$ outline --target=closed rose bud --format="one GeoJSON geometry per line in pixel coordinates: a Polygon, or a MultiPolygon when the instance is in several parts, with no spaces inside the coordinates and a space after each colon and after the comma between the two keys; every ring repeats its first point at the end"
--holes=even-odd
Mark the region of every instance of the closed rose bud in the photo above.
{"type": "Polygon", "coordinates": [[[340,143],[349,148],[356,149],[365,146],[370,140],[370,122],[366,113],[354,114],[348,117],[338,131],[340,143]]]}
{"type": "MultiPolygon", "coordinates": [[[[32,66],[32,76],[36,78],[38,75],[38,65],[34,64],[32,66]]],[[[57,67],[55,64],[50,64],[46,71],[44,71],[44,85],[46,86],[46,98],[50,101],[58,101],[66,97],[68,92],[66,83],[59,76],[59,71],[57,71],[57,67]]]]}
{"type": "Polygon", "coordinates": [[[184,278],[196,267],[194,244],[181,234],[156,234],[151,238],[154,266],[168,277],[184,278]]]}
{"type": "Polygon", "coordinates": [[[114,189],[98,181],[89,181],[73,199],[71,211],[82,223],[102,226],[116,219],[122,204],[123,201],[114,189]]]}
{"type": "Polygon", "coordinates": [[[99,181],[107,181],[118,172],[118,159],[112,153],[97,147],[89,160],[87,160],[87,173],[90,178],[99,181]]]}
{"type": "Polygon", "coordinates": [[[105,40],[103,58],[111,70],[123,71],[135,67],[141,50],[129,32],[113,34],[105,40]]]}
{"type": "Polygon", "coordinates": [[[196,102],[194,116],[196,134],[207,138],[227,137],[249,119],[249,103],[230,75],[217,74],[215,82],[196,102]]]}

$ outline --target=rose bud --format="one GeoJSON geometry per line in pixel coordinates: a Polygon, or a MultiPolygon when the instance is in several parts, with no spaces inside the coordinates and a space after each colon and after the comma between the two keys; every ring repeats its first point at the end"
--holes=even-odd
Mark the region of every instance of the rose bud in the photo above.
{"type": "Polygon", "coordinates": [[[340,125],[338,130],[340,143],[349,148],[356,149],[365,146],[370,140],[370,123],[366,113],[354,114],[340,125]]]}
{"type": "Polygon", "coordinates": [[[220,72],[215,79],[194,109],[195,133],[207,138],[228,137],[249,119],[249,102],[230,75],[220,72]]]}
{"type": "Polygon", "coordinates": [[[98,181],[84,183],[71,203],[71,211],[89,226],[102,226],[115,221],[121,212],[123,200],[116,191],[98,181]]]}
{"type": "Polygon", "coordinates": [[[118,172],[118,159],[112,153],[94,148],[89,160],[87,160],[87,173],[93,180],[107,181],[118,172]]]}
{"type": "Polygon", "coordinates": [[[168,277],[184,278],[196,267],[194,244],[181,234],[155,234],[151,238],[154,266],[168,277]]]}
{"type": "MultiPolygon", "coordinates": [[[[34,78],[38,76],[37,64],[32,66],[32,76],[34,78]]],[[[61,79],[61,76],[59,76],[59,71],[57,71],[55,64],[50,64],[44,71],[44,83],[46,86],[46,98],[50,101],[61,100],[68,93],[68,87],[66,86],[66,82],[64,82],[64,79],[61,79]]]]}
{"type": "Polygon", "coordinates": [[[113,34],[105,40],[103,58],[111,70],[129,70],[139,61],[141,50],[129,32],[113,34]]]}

=-=-=

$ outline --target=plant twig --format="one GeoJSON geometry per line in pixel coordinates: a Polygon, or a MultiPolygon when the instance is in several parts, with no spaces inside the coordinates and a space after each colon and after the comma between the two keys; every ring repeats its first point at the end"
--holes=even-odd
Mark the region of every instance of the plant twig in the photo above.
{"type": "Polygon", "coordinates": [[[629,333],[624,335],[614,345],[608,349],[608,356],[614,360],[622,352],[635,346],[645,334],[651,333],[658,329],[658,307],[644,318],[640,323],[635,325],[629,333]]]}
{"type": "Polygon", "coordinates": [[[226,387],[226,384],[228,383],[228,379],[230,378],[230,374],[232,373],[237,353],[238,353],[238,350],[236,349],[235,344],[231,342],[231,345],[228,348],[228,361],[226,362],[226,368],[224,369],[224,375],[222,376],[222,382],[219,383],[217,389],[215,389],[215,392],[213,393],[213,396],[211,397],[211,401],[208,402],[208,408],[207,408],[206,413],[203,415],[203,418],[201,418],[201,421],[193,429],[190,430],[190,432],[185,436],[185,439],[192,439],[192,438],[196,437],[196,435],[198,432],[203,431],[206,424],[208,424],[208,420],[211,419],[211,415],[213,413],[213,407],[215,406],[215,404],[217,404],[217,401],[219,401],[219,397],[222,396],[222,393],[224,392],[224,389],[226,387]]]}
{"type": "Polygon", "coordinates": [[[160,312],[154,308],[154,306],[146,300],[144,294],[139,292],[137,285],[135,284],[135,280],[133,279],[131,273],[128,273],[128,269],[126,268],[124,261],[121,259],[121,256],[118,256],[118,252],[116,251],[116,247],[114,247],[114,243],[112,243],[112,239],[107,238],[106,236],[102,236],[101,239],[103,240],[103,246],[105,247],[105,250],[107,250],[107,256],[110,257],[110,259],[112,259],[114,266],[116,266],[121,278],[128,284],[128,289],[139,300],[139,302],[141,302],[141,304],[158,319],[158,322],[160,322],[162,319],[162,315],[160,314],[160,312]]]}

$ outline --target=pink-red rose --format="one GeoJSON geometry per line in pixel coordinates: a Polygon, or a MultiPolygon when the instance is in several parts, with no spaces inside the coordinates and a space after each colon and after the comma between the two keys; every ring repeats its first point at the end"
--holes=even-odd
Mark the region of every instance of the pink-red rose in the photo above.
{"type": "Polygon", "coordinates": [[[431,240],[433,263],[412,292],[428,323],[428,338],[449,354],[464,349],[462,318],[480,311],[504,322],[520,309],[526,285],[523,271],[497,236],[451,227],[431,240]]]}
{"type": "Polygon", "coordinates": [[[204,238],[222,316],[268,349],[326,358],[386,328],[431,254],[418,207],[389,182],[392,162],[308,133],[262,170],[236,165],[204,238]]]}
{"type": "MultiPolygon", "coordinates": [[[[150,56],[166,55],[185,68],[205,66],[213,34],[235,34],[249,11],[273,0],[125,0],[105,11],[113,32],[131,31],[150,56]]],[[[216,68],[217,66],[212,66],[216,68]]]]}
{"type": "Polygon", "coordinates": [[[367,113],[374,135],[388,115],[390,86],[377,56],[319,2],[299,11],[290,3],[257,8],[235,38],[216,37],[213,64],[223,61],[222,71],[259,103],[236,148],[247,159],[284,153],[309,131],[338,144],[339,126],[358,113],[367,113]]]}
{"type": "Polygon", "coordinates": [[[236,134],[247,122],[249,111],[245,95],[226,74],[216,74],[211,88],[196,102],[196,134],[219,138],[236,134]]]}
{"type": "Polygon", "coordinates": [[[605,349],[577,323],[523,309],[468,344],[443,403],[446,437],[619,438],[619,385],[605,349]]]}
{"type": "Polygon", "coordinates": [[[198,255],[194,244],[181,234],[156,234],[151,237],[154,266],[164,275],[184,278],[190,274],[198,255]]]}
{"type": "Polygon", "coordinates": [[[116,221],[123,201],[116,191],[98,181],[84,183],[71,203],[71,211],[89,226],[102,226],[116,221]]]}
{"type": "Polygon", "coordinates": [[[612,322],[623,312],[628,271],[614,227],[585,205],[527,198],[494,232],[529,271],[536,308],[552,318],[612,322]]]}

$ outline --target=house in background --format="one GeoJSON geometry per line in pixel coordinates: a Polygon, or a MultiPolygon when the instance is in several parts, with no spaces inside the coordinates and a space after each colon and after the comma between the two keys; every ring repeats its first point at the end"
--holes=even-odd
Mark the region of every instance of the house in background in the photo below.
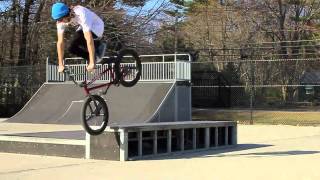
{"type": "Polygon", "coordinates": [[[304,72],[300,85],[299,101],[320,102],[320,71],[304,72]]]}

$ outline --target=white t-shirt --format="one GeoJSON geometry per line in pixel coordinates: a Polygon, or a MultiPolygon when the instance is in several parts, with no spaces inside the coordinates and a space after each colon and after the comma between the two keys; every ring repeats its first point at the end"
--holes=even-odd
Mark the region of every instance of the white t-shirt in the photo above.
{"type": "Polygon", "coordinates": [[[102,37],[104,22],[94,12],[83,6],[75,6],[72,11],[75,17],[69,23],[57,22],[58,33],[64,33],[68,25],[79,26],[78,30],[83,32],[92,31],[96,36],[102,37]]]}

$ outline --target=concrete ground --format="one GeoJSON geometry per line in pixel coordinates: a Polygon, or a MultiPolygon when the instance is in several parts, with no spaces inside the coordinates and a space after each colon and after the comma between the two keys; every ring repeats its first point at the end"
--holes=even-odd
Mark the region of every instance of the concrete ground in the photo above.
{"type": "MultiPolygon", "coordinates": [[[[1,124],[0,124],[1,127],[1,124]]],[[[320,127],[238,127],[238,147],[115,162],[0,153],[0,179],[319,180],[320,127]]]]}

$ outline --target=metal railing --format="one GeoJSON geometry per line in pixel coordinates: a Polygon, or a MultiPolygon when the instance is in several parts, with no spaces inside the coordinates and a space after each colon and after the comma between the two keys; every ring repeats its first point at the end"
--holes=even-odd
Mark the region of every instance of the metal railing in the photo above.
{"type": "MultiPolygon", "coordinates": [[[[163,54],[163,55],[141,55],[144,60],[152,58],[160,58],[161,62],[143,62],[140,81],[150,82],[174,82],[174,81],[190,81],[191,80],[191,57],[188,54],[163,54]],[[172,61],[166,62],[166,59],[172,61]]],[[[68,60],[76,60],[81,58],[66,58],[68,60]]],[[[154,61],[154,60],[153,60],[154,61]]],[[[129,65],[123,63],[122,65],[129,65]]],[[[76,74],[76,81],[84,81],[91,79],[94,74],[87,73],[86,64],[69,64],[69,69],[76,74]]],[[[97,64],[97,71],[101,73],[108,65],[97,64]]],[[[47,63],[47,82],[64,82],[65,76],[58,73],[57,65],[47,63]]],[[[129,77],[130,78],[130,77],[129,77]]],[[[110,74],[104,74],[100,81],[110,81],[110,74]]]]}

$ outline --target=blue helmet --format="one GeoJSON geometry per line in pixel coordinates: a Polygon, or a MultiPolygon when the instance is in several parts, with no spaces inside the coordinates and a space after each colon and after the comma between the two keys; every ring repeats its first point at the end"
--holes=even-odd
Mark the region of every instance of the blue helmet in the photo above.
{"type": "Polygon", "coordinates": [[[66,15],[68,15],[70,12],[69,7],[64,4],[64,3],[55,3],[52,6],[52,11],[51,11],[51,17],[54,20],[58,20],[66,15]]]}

=-=-=

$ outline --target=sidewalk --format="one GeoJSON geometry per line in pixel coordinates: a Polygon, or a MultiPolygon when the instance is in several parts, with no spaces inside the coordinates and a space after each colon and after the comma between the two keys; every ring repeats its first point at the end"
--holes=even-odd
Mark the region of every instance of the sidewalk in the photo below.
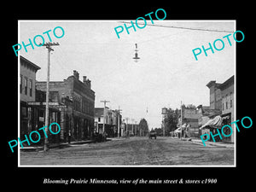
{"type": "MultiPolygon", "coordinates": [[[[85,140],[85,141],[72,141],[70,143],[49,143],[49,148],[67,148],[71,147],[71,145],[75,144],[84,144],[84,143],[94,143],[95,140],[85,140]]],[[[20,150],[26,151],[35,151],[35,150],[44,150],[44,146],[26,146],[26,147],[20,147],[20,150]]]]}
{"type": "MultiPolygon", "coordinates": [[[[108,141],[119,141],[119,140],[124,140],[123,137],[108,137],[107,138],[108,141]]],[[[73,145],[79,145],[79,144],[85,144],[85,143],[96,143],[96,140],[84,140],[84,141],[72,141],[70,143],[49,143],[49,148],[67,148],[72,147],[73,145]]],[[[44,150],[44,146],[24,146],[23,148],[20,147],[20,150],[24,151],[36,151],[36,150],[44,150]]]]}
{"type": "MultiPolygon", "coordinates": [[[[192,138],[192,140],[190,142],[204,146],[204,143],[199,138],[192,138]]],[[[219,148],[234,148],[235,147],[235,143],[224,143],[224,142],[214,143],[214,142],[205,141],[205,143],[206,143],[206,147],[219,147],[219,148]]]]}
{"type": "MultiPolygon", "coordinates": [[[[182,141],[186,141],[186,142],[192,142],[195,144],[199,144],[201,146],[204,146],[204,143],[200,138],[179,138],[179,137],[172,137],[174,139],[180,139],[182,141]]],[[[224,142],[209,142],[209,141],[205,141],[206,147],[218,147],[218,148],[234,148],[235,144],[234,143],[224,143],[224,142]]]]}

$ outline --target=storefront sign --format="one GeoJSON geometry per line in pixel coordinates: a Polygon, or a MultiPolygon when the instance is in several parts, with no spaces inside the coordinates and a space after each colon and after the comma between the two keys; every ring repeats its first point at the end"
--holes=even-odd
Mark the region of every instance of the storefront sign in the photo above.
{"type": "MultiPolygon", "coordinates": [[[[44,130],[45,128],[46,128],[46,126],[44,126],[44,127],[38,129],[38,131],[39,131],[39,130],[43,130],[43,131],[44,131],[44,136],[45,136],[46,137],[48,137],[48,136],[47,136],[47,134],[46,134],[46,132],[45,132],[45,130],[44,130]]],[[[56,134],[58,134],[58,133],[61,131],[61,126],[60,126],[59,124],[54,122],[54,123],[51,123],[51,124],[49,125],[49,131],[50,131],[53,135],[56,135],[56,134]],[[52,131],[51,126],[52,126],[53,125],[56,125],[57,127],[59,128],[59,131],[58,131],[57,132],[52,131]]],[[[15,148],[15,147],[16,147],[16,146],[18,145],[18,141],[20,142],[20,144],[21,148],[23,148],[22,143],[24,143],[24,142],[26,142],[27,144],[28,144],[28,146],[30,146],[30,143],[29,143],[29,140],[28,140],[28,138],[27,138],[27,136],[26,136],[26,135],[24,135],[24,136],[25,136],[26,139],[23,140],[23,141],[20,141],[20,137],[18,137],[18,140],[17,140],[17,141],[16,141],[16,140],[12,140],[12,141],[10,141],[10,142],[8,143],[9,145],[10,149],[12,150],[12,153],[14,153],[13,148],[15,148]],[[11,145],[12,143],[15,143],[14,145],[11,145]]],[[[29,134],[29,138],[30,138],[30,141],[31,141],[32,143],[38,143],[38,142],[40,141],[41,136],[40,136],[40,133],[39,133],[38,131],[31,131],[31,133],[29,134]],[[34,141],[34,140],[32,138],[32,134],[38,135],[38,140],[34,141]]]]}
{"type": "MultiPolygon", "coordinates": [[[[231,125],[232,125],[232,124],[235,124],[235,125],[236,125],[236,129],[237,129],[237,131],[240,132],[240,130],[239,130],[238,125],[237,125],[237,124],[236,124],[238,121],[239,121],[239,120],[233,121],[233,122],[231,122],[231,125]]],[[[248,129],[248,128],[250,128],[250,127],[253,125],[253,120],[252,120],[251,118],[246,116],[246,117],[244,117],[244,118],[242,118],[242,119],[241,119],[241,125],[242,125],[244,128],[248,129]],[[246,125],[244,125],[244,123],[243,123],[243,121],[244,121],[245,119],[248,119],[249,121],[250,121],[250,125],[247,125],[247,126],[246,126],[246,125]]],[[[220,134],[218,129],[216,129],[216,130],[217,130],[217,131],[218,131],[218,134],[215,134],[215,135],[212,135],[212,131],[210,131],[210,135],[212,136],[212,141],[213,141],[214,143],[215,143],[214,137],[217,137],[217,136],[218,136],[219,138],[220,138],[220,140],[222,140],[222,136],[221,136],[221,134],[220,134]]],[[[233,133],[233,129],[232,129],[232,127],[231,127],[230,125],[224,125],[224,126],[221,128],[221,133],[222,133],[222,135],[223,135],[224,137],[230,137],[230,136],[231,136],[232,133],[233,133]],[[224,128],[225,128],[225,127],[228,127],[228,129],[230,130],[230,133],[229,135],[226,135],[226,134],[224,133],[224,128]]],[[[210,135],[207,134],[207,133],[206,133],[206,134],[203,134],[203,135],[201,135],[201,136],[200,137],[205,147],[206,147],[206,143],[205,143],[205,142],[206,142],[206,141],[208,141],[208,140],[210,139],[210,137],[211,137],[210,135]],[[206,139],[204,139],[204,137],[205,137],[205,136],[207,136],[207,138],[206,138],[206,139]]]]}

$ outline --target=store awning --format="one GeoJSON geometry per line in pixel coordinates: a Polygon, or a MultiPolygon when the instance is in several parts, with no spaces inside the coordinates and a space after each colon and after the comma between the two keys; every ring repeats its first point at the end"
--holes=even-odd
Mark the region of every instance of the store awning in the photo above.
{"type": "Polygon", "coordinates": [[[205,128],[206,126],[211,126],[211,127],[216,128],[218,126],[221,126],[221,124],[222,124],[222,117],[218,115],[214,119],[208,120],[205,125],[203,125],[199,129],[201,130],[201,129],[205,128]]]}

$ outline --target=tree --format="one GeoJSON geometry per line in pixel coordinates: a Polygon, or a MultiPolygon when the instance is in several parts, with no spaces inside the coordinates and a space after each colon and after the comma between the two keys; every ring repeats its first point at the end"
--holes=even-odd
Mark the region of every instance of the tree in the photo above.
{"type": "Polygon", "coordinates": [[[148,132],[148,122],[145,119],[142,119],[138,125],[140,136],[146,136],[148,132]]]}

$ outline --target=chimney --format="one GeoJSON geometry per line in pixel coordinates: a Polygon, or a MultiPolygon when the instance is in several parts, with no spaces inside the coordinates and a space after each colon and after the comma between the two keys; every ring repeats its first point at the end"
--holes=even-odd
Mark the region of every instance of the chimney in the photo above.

=-=-=

*Work required*: Locate each line in the items above that contains the string "sidewalk" and copy those lines.

*Expected output*:
$ outline --target=sidewalk --format="one GeoJSON geometry per line in pixel coordinates: a Polygon, or a MultiPolygon when the instance is in several parts, with no spaces inside the coordinates and a space after each colon and after the comma between the two keys; every ring repeats its first point at the end"
Mark the region of every instance of the sidewalk in the photo below.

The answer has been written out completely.